START Document section
Returning to the theme of Christian doctrine as misrepresentation, Nietzsche charges that “in Christianity neither morality nor religion come into contact with reality at any point.” The religion deals with imaginary causes (such as God, soul, spirit) and imaginary effects (sin, grace, etc.), and the relationships between imaginary beings (God, souls, angels, etc.). It also has its own imaginary natural science (wholly anthropormorphic and non-naturalistic), an imaginary human psychology (based on repentance, temptation, etc.), as well as an imaginary teleology (apocalypse, the kingdom of God, etc.). Nietzsche concludes that this “entire fictional world has its roots in the hatred of the natural” world, a hatred which reveals its origin. For “who alone has reason to lie himself out of actuality? He who suffers from it” [A 15]. Here is the proof which convinced Nietzsche that Christianity is not only decadent in its origins, but rotten to its very core: no one reasonably satisfied with his own mind and abilities would wish to see the real world replaced with a lie.

Comparing religions, Nietzsche came to the conclusion that in a healthy society, its gods represent the highest ideals, aspirations, and sense of competence of that people. For example, Zeus and Apollo were obviously powerful ideals for Greek society, an image of the mightiest mortals projected into the heavens. Such gods are fully human, and display human strengths and weaknesses alike. The Christian God, however, shows none of the normal human attributes and appetites. It is unthinkable for this God to desire sex, food, or even openly display revengefulness (as did the Greek gods). Such a God is clearly emaciated, sick, castrated, a reflection of the people who invented him. If a god symbolizes a people’s perceived sense of impotence, he will degenerate into being merely “good” (an idealized image of the kind master, as desired by all slaves), void of all genuinely human attributes. The Christian God represents the “divinity of decadence,” the reduction of the divine into a God who is the contradiction of life. Those impotent people who created such a God in their own image do not wish to call themselves “the weak,” so they call themselves “the good.” [A 16-19].

Nietzsche next compares Christianity to Buddhism. Both, he says, are religions of decadence, but Buddhism is a hundred times wiser and more realistic. Buddha does not demand prayer or aesceticism, demanding instead ideas which produce repose or cheerfulness. Buddhism, he says, is most at home in the higher and learned classes, while Christianity represents the revengeful instincts of the subjugated and the oppressed. Buddhism promotes hygiene, while Christianity repudiates hygiene as sensuality. Buddhism is a religion for mature, older cultures, for persons grown kindly and gentle—Europe is not nearly ripe for Buddhism. Christianity, however, tamed uncivilized barbarians, needing to subjugate wild “beasts of prey,” who cannot control their own “will to power.” The way it did so was to make them sick, making them thereby too weak to follow their destructive instincts. Thus Buddhism is a religion suited to the decadence and fatigue of an ancient civilization, while Christianity was useful in taming barbarians, where no civilization had existed at all. [A 20-22].
END Document section
START Data supplied
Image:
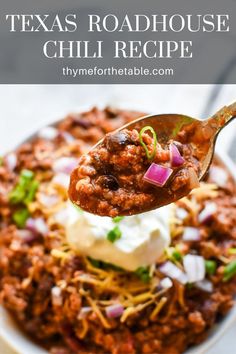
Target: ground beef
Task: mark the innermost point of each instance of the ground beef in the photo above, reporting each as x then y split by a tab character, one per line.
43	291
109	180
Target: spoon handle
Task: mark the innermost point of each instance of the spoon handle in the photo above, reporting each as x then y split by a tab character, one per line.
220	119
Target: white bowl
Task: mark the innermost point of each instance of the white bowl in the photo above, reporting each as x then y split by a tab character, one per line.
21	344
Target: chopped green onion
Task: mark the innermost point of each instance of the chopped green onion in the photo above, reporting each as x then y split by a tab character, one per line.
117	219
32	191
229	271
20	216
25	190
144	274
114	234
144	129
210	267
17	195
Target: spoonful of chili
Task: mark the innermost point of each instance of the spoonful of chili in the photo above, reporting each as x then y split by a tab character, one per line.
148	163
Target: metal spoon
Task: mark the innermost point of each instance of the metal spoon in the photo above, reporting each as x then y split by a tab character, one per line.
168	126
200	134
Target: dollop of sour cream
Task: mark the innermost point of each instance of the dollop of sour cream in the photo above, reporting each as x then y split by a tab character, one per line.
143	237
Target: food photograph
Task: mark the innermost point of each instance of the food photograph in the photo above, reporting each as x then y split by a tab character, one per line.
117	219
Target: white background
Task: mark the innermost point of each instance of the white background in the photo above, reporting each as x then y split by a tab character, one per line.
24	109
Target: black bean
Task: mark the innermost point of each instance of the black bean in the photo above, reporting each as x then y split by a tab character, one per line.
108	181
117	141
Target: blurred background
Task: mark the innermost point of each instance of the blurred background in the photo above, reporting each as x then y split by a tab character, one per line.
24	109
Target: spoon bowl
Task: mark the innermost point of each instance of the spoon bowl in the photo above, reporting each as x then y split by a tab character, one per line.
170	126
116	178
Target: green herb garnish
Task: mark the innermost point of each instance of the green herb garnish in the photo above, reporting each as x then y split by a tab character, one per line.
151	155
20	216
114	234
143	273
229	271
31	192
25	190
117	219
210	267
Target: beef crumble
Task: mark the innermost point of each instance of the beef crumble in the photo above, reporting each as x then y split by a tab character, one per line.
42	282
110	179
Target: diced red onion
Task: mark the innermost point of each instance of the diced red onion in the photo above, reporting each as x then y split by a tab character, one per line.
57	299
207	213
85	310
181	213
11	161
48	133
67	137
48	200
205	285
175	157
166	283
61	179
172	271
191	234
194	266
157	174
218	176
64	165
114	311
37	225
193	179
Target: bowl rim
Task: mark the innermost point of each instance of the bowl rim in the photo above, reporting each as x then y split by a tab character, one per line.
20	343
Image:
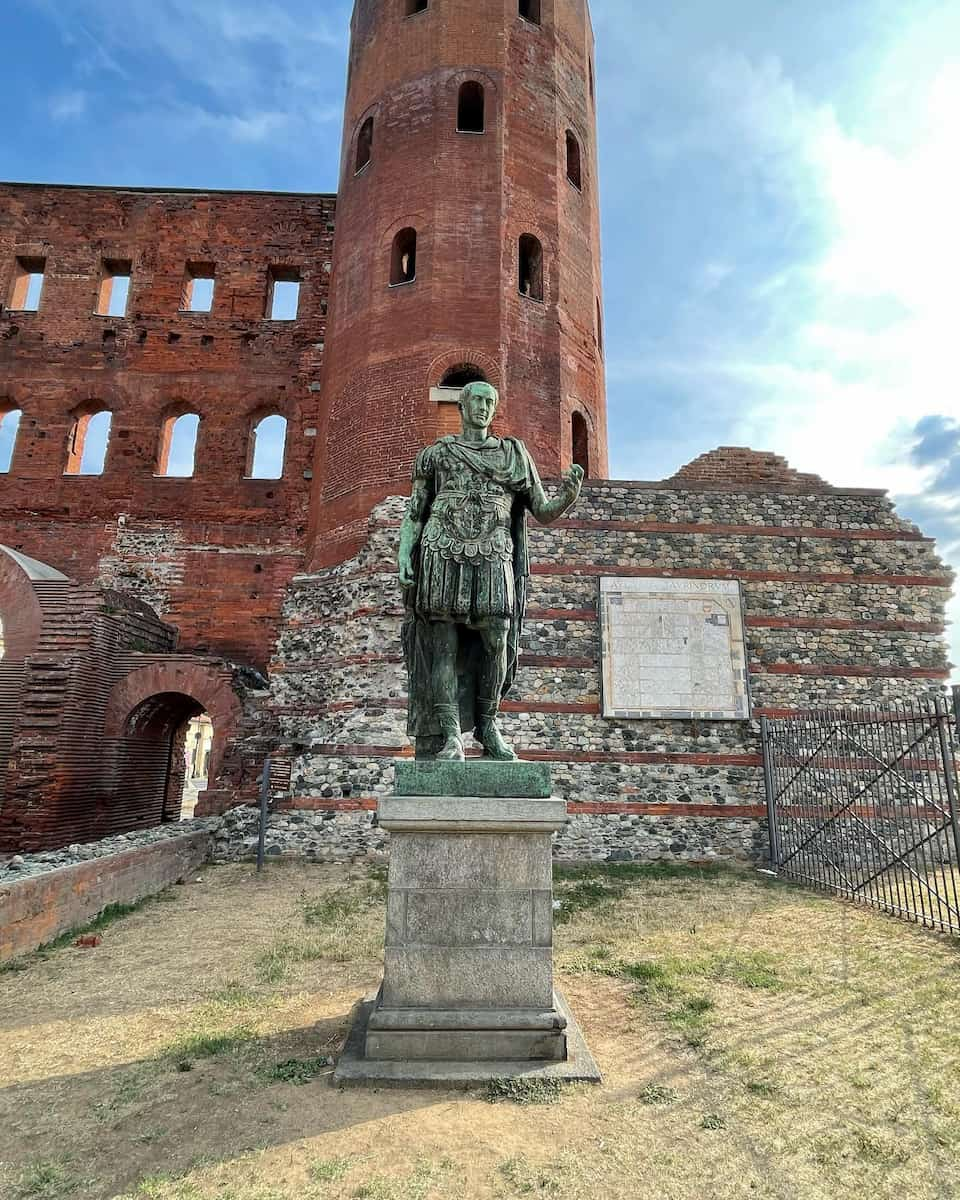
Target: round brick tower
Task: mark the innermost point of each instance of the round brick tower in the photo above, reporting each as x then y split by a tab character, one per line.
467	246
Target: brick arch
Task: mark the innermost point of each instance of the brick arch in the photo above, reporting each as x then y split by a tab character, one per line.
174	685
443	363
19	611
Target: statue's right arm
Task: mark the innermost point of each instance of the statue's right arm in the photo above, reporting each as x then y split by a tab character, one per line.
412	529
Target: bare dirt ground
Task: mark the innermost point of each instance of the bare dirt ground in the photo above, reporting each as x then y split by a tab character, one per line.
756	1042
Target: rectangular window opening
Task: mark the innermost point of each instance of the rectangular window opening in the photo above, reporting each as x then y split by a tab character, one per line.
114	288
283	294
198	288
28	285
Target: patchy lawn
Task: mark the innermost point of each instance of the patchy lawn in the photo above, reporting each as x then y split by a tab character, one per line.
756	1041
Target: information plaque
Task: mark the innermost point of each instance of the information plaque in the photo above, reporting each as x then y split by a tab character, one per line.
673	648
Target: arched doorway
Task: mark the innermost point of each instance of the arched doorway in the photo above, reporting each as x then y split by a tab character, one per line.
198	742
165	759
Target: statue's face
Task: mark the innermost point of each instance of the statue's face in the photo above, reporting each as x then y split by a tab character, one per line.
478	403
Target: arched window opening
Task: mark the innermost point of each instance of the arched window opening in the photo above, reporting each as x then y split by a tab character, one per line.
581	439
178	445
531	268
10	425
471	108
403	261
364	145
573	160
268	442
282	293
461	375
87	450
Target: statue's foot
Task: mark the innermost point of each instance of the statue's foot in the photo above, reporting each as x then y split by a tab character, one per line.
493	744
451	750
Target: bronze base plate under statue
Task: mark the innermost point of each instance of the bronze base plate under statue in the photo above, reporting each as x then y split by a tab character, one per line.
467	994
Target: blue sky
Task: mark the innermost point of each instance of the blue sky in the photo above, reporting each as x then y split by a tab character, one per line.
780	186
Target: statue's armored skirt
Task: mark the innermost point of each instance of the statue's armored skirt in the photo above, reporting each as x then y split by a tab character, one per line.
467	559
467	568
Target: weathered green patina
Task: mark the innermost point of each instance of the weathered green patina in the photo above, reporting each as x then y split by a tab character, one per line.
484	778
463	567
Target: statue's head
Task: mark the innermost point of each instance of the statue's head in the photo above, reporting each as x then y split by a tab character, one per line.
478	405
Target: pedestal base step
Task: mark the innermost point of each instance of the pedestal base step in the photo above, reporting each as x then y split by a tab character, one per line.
END Data supplied
Prompt ::
For each statement, say yes or no as to whether it agrees with the passage on Nietzsche and Christianity, and quote the words from the passage that decide it.
1. Buddhism is said to be most at home in the lower and uneducated classes.
2. Zeus and Apollo are given as powerful ideals for Greek society.
3. Europe is described as ready for Buddhism.
The data above have no connection to the passage on Nietzsche and Christianity.

Reply ::
1. No: "Buddhism, he says, is most at home in the higher and learned classes"
2. Yes: "Zeus and Apollo were obviously powerful ideals for Greek society"
3. No: "Europe is not nearly ripe for Buddhism"